# [Task description]
Each line of the data holding "fence" should be found and copied.

=== Given data ===

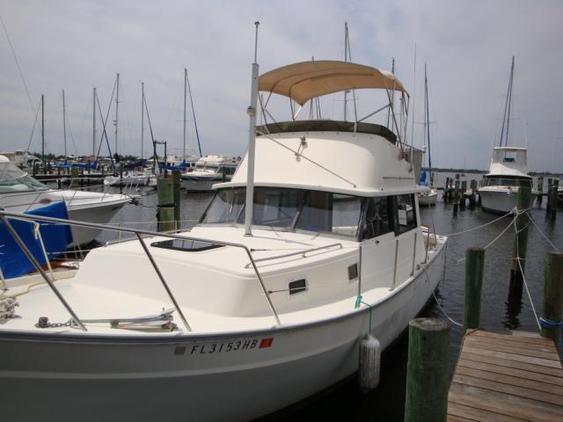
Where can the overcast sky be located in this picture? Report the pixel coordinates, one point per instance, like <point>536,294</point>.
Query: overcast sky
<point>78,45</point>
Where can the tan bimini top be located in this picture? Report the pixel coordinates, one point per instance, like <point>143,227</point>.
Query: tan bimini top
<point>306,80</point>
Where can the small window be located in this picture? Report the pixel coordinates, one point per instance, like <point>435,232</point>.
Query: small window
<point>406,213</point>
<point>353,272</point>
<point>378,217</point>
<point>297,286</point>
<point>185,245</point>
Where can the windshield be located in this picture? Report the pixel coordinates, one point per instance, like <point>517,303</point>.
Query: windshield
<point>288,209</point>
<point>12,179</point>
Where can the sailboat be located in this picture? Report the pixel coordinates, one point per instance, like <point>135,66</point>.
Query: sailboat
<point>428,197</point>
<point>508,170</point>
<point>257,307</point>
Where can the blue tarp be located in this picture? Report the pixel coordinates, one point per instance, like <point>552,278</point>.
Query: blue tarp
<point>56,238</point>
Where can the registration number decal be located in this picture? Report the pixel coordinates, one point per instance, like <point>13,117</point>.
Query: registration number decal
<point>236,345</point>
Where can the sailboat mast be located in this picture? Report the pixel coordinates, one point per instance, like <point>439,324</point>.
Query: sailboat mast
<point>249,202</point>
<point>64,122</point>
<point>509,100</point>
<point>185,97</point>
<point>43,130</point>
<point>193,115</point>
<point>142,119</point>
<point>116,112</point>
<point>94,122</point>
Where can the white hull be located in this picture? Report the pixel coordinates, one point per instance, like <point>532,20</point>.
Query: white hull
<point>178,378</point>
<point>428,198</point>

===
=== Given data ===

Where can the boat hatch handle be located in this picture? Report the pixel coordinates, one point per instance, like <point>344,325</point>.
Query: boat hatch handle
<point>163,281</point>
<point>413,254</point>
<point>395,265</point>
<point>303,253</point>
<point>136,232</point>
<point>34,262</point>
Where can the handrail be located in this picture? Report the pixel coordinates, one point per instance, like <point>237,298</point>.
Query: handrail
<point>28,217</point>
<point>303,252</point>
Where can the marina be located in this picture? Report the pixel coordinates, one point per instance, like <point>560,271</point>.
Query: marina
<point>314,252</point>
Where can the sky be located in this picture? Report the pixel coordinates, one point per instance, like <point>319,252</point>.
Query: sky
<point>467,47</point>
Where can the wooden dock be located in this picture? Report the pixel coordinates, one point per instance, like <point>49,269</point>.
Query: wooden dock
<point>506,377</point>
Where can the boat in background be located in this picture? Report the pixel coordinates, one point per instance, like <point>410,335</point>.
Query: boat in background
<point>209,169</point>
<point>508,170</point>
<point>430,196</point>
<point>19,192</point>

===
=== Given data ===

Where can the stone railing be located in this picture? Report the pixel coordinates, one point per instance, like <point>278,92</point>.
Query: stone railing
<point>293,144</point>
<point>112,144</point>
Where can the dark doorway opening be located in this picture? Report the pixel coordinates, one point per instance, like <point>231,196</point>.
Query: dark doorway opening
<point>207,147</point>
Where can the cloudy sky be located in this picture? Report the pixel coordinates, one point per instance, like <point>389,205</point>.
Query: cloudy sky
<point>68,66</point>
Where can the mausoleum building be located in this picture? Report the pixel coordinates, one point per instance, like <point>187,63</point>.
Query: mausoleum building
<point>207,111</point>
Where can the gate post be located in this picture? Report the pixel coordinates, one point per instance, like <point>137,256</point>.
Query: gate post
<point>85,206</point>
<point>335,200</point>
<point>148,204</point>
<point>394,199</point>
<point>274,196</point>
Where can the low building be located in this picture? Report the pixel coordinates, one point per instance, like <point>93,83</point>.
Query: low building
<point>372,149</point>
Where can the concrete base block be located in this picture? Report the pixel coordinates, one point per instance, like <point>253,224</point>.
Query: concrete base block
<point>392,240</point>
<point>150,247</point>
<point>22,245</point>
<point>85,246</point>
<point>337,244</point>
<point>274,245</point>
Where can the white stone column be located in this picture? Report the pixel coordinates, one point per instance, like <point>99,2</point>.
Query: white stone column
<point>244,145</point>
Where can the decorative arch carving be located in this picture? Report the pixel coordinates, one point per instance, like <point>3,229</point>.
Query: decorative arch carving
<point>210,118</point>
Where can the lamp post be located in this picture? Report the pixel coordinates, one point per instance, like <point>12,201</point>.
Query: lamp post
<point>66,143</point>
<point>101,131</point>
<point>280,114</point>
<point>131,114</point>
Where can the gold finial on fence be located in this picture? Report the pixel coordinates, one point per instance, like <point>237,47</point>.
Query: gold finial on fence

===

# [Reply]
Where can the gold finial on fence be located in this picture? Report the pixel coordinates, one point per instance, like <point>237,47</point>.
Query: gold finial on fence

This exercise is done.